:: Assignment ::
Count the lines in the material below that contain the string "resolution", and give only that number.

:: Provided information ::
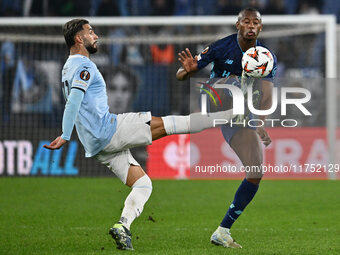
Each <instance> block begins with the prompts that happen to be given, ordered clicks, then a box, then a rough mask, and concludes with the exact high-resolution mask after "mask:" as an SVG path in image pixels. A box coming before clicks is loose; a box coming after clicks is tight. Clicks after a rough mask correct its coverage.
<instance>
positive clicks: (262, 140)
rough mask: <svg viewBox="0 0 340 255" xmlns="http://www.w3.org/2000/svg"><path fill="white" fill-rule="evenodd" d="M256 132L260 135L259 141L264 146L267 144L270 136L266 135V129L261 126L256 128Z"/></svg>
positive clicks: (269, 138)
mask: <svg viewBox="0 0 340 255" xmlns="http://www.w3.org/2000/svg"><path fill="white" fill-rule="evenodd" d="M256 132H257V134H258V135H259V136H260V138H261V141H262V142H263V144H264V145H265V146H268V145H269V144H270V143H271V142H272V140H271V139H270V136H269V135H268V133H267V131H266V130H265V129H264V128H263V127H258V128H256Z"/></svg>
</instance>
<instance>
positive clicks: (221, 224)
mask: <svg viewBox="0 0 340 255" xmlns="http://www.w3.org/2000/svg"><path fill="white" fill-rule="evenodd" d="M258 188H259V186H258V185H256V184H253V183H251V182H248V181H247V179H244V180H243V182H242V183H241V185H240V186H239V187H238V189H237V191H236V194H235V197H234V201H233V202H232V204H231V205H230V207H229V209H228V211H227V213H226V215H225V216H224V218H223V220H222V222H221V225H220V226H221V227H224V228H231V226H232V225H233V223H234V222H235V221H236V219H237V218H238V217H239V216H240V215H241V213H242V212H243V210H244V208H246V206H247V205H248V204H249V203H250V201H251V200H252V199H253V197H254V196H255V194H256V192H257V190H258Z"/></svg>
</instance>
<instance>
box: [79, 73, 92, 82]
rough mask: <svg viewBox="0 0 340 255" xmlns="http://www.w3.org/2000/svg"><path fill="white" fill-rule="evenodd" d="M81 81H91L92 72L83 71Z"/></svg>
mask: <svg viewBox="0 0 340 255" xmlns="http://www.w3.org/2000/svg"><path fill="white" fill-rule="evenodd" d="M80 79H82V80H83V81H88V80H89V79H90V72H89V71H87V70H83V71H81V72H80Z"/></svg>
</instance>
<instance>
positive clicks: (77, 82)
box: [74, 80, 87, 87]
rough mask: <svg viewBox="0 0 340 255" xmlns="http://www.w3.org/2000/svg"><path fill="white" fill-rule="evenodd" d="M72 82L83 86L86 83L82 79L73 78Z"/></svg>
mask: <svg viewBox="0 0 340 255" xmlns="http://www.w3.org/2000/svg"><path fill="white" fill-rule="evenodd" d="M74 83H76V84H79V85H83V86H85V87H87V83H86V82H83V81H81V80H75V81H74Z"/></svg>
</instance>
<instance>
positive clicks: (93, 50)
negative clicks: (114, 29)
mask: <svg viewBox="0 0 340 255" xmlns="http://www.w3.org/2000/svg"><path fill="white" fill-rule="evenodd" d="M94 44H95V43H93V44H90V43H89V42H86V44H85V48H86V50H87V51H88V52H89V53H90V54H93V53H96V52H97V50H98V48H97V47H95V46H94Z"/></svg>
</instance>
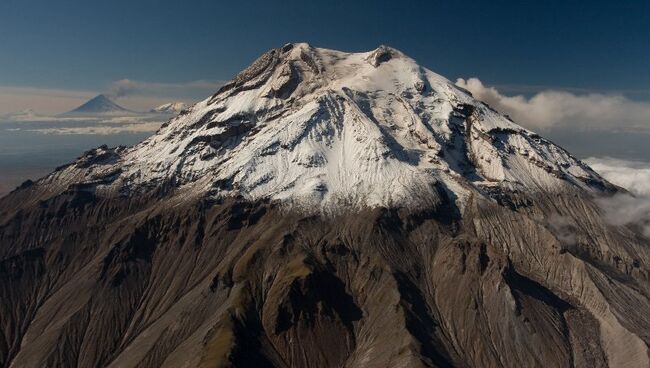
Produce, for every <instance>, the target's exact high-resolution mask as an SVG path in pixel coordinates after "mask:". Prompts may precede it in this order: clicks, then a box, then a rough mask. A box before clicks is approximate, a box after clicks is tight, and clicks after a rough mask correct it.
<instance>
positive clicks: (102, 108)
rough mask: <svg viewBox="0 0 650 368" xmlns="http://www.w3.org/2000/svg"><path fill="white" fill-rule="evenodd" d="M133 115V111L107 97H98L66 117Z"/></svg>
mask: <svg viewBox="0 0 650 368" xmlns="http://www.w3.org/2000/svg"><path fill="white" fill-rule="evenodd" d="M132 113H133V111H130V110H127V109H125V108H123V107H122V106H120V105H118V104H116V103H115V102H113V101H112V100H111V99H110V98H108V97H107V96H106V95H97V96H95V97H93V98H91V99H90V100H88V101H86V102H85V103H84V104H83V105H81V106H79V107H77V108H76V109H74V110H70V111H68V112H66V113H65V114H64V115H119V114H132Z"/></svg>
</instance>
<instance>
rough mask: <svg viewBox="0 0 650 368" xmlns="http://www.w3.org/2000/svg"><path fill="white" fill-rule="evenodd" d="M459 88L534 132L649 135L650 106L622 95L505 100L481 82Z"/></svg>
mask: <svg viewBox="0 0 650 368" xmlns="http://www.w3.org/2000/svg"><path fill="white" fill-rule="evenodd" d="M456 85H457V86H459V87H461V88H464V89H466V90H468V91H470V92H471V93H472V94H473V95H474V97H476V98H477V99H479V100H481V101H483V102H485V103H487V104H489V105H490V106H492V107H493V108H495V109H496V110H498V111H500V112H502V113H505V114H508V115H509V116H510V117H511V118H512V119H513V120H514V121H515V122H517V123H519V124H521V125H524V126H526V127H529V128H533V129H549V128H556V127H563V128H579V129H600V130H622V131H640V130H642V131H650V102H639V101H633V100H630V99H628V98H626V97H625V96H623V95H621V94H614V95H609V94H600V93H586V94H576V93H572V92H565V91H556V90H545V91H541V92H538V93H536V94H534V95H533V96H531V97H525V96H524V95H515V96H505V95H503V94H502V93H501V92H499V91H498V90H497V89H496V88H494V87H487V86H485V85H484V84H483V83H482V82H481V81H480V80H479V79H478V78H469V79H467V80H465V79H462V78H459V79H458V80H457V81H456Z"/></svg>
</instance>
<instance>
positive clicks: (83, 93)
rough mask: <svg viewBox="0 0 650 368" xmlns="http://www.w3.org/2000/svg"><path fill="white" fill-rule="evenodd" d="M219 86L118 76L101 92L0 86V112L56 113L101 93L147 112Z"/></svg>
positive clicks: (63, 112)
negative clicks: (164, 104)
mask: <svg viewBox="0 0 650 368" xmlns="http://www.w3.org/2000/svg"><path fill="white" fill-rule="evenodd" d="M222 85H223V82H220V81H202V80H199V81H190V82H180V83H158V82H144V81H135V80H130V79H122V80H119V81H115V82H113V83H111V84H110V85H108V86H107V87H106V88H104V90H103V91H102V90H98V91H81V90H62V89H53V88H40V87H15V86H0V115H10V114H11V115H14V114H15V113H16V112H18V111H24V110H32V111H33V112H35V114H37V115H39V114H43V115H58V114H61V113H64V112H66V111H69V110H72V109H74V108H76V107H77V106H79V105H81V104H83V103H84V102H86V101H88V100H89V99H90V98H92V97H94V96H96V95H98V94H99V93H102V92H104V93H106V94H108V95H110V96H112V97H113V98H117V99H119V104H120V105H122V106H124V107H126V108H128V109H131V110H134V111H149V109H151V108H154V107H156V106H160V105H162V104H165V103H168V102H183V103H186V104H193V103H194V102H196V101H198V100H201V99H204V98H207V97H209V96H210V95H212V94H213V93H215V92H216V91H217V90H218V89H219V88H220V87H221V86H222ZM5 120H6V119H5Z"/></svg>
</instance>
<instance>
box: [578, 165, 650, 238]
mask: <svg viewBox="0 0 650 368" xmlns="http://www.w3.org/2000/svg"><path fill="white" fill-rule="evenodd" d="M585 162H586V163H587V164H589V165H590V166H591V167H592V168H593V169H594V170H596V172H598V173H599V174H600V175H601V176H603V177H604V178H605V179H607V180H608V181H610V182H611V183H613V184H616V185H618V186H620V187H623V188H625V189H627V190H628V191H629V192H630V194H627V193H619V194H616V195H614V196H613V197H604V198H599V199H597V202H598V204H599V205H600V206H601V208H603V210H605V219H606V220H607V221H608V222H609V223H611V224H613V225H617V226H623V225H631V226H634V227H637V228H639V229H640V231H641V232H642V233H643V234H644V235H645V236H647V237H650V163H647V162H640V161H626V160H618V159H613V158H607V157H606V158H594V157H592V158H588V159H586V160H585Z"/></svg>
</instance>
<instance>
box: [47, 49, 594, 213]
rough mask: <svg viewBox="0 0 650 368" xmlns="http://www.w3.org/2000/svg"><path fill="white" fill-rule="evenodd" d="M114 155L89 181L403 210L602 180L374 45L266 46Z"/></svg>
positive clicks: (576, 187)
mask: <svg viewBox="0 0 650 368" xmlns="http://www.w3.org/2000/svg"><path fill="white" fill-rule="evenodd" d="M104 154H105V153H104ZM116 155H118V156H119V159H118V160H117V163H113V164H111V165H103V166H102V165H100V164H98V165H96V166H97V168H95V170H94V171H93V178H96V177H97V175H98V172H102V170H104V171H105V172H106V173H114V172H116V170H115V166H116V165H117V166H119V169H120V170H119V174H116V175H113V174H111V175H112V176H110V180H104V181H103V182H101V183H100V184H98V185H97V189H98V190H107V191H109V192H110V191H111V190H115V189H119V190H120V191H122V192H123V191H124V190H127V191H137V190H140V188H151V187H154V186H159V185H160V184H161V183H167V184H171V185H172V186H174V187H177V188H178V189H179V190H187V191H191V192H192V193H204V194H208V195H214V196H224V195H242V196H244V197H245V198H250V199H262V198H267V199H271V200H279V201H285V202H287V203H294V204H301V205H305V206H314V205H315V206H327V207H329V206H338V205H343V204H344V205H346V206H350V205H351V206H410V205H417V204H421V203H422V201H423V200H428V199H431V198H433V197H435V196H432V193H433V194H435V193H440V192H446V193H447V194H449V197H451V198H455V199H456V200H457V202H459V203H462V202H463V199H464V198H467V196H468V195H470V194H471V193H477V192H478V193H480V192H481V191H487V190H493V188H494V187H499V188H508V189H509V190H516V189H517V188H522V189H523V188H526V189H527V190H531V189H532V190H542V191H552V190H559V189H564V188H567V187H574V188H580V189H585V190H597V189H599V188H603V186H606V183H604V182H603V181H602V179H600V178H599V177H598V176H597V175H596V174H595V173H594V172H593V171H592V170H590V169H589V168H588V167H587V166H585V165H584V164H582V163H581V162H579V161H578V160H576V159H574V158H573V157H571V156H570V155H569V154H568V153H567V152H566V151H564V150H563V149H561V148H559V147H557V146H555V145H554V144H552V143H550V142H549V141H547V140H544V139H543V138H541V137H539V136H538V135H536V134H534V133H532V132H530V131H528V130H526V129H524V128H522V127H520V126H518V125H516V124H514V123H513V122H512V121H510V120H509V119H508V118H506V117H504V116H502V115H500V114H499V113H497V112H496V111H494V110H492V109H491V108H490V107H488V106H487V105H485V104H483V103H481V102H479V101H477V100H475V99H473V98H472V96H471V95H470V94H469V93H468V92H466V91H464V90H461V89H459V88H458V87H456V86H454V85H453V84H452V83H451V82H450V81H449V80H447V79H445V78H443V77H441V76H439V75H437V74H435V73H433V72H431V71H429V70H427V69H426V68H423V67H422V66H420V65H418V64H417V63H416V62H415V61H414V60H412V59H411V58H409V57H407V56H405V55H404V54H402V53H401V52H399V51H397V50H395V49H392V48H389V47H385V46H381V47H379V48H377V49H376V50H373V51H370V52H364V53H345V52H340V51H334V50H327V49H319V48H314V47H311V46H309V45H307V44H304V43H301V44H288V45H286V46H284V47H282V48H279V49H274V50H271V51H269V52H267V53H265V54H264V55H262V56H261V57H260V58H259V59H258V60H257V61H255V62H254V63H253V64H252V65H251V66H249V67H248V68H247V69H245V70H244V71H242V72H241V73H240V74H239V75H237V76H236V77H235V78H234V79H233V80H232V81H231V82H230V83H228V84H226V85H225V86H223V87H222V88H221V89H220V90H219V91H218V92H217V93H216V94H215V95H213V96H211V97H210V98H208V99H206V100H204V101H202V102H200V103H197V104H196V105H194V106H193V107H191V108H190V109H188V110H186V111H184V112H183V113H181V114H180V115H179V116H177V117H175V118H174V119H172V120H171V121H170V122H169V123H168V124H166V125H164V126H163V127H162V128H161V129H160V131H159V132H158V133H157V134H155V135H154V136H152V137H151V138H149V139H147V140H146V141H144V142H142V143H141V144H139V145H137V146H134V147H132V148H129V149H126V150H124V151H120V152H119V153H116ZM111 162H115V160H112V161H111ZM102 168H103V169H102ZM75 170H78V169H76V168H74V167H72V168H68V169H66V172H67V171H75ZM71 174H72V173H71V172H68V173H66V174H65V175H67V176H68V177H75V178H77V179H78V178H79V177H80V175H81V176H82V177H85V176H86V175H90V174H85V173H79V172H78V171H77V172H75V173H74V175H71ZM55 175H64V173H63V172H62V173H60V174H55ZM107 175H108V174H107Z"/></svg>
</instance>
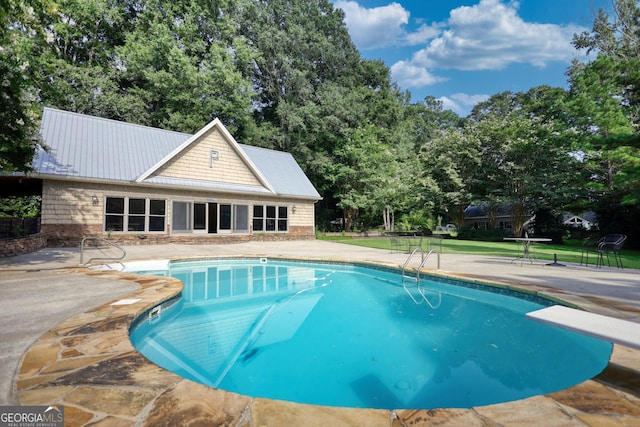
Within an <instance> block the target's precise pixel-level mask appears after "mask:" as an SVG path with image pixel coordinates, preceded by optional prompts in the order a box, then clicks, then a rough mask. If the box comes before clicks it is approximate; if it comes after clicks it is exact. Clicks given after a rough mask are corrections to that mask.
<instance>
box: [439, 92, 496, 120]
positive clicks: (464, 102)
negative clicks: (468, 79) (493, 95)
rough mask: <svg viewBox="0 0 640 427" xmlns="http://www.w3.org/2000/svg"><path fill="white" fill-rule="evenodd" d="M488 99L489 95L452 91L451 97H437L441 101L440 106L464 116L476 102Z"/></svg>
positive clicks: (473, 105) (484, 100)
mask: <svg viewBox="0 0 640 427" xmlns="http://www.w3.org/2000/svg"><path fill="white" fill-rule="evenodd" d="M487 99H489V95H469V94H466V93H454V94H453V95H451V97H447V96H442V97H440V98H438V100H439V101H441V102H442V108H443V109H445V110H451V111H453V112H455V113H457V114H458V115H461V116H466V115H467V114H468V113H469V111H471V109H472V108H473V107H474V106H476V105H477V104H478V103H480V102H483V101H486V100H487Z"/></svg>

:: Answer space ::
2